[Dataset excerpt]
....................

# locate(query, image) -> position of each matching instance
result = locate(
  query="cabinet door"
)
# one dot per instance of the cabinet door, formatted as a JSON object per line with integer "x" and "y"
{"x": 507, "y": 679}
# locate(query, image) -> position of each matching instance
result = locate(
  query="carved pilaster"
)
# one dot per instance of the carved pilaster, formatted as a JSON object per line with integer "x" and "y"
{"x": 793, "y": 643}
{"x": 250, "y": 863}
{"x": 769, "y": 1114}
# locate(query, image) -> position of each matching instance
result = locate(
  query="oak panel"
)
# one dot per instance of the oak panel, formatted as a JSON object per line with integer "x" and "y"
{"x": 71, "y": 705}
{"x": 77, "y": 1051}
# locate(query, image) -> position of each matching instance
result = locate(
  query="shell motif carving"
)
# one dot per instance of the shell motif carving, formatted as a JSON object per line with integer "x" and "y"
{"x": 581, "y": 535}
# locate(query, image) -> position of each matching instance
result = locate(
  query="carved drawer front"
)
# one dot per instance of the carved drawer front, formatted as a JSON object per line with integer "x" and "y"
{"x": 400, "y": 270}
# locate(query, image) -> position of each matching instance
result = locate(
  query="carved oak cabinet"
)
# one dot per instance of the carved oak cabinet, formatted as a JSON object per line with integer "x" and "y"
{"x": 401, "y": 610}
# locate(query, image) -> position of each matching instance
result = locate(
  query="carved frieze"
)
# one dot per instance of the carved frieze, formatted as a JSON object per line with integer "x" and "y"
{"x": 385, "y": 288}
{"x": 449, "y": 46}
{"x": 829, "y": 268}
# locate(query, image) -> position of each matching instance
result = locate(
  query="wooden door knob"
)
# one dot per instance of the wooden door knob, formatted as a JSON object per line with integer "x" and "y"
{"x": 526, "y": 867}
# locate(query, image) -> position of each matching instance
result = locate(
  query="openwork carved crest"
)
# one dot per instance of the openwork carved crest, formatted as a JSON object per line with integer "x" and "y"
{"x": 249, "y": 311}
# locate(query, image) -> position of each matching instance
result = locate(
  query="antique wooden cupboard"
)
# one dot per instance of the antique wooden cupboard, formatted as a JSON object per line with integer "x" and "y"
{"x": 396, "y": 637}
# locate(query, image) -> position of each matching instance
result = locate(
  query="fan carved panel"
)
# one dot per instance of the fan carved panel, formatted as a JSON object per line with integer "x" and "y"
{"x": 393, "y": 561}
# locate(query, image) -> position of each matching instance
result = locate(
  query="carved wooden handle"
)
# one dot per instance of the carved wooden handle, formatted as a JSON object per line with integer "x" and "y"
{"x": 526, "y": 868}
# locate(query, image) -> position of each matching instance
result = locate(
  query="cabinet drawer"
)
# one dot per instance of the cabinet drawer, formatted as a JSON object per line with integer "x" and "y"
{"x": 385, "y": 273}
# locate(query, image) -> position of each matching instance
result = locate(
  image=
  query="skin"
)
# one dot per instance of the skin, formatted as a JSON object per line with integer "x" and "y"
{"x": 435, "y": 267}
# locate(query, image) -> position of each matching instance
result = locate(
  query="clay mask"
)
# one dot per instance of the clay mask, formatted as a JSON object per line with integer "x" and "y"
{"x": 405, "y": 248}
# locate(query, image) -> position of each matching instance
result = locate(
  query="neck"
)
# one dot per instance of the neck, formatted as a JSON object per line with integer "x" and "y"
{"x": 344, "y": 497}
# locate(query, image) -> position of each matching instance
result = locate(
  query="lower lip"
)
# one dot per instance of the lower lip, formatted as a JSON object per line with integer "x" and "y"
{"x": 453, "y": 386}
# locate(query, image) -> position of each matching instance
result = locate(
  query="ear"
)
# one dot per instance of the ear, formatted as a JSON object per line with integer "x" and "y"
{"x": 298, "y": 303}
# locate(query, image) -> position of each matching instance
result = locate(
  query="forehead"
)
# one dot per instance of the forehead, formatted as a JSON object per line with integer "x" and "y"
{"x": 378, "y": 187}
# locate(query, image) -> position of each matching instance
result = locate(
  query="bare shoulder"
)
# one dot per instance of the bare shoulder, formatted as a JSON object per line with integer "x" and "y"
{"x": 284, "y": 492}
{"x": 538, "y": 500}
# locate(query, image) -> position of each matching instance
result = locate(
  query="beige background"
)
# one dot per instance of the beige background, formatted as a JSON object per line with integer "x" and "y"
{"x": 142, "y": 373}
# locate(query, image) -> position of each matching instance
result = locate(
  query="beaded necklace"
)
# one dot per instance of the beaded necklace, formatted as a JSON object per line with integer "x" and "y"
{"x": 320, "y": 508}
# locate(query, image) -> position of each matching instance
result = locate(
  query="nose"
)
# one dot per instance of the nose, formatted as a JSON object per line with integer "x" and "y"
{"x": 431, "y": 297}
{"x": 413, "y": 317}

....................

## [WORK TO DO]
Please filter the data above down to the lines that contain the word "cabinet", and copy each of those lines unchanged.

## [THE RESULT]
  query="cabinet door"
# one dot per instance of the cabinet door, formatted as a JSON object per line with integer "x" and "y"
  query="carved oak cabinet"
# one dot per instance of the carved oak cabinet, formatted as a JSON object per line with integer "x" and "y"
  query="cabinet drawer"
# one dot per instance of the cabinet drawer, formatted as a JSON object per line with integer "x" and "y"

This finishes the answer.